* **Information provided**:
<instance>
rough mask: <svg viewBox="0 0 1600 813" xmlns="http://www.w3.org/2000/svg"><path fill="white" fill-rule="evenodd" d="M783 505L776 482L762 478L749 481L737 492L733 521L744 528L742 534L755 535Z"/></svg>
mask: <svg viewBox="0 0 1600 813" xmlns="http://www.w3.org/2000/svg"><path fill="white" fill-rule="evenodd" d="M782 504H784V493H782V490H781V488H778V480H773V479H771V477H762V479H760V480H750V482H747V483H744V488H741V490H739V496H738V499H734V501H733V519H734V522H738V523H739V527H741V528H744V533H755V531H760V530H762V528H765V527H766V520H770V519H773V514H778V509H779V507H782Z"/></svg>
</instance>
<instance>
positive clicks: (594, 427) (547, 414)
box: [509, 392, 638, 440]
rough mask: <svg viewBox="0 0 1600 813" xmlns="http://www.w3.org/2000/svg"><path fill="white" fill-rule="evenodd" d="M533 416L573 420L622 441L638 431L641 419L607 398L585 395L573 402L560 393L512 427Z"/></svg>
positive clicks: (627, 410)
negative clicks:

* **Work instructions**:
Scan the data above; copy every line where "positive" appears.

* **Expected output**:
positive clicks: (594, 427) (547, 414)
positive clicks: (627, 410)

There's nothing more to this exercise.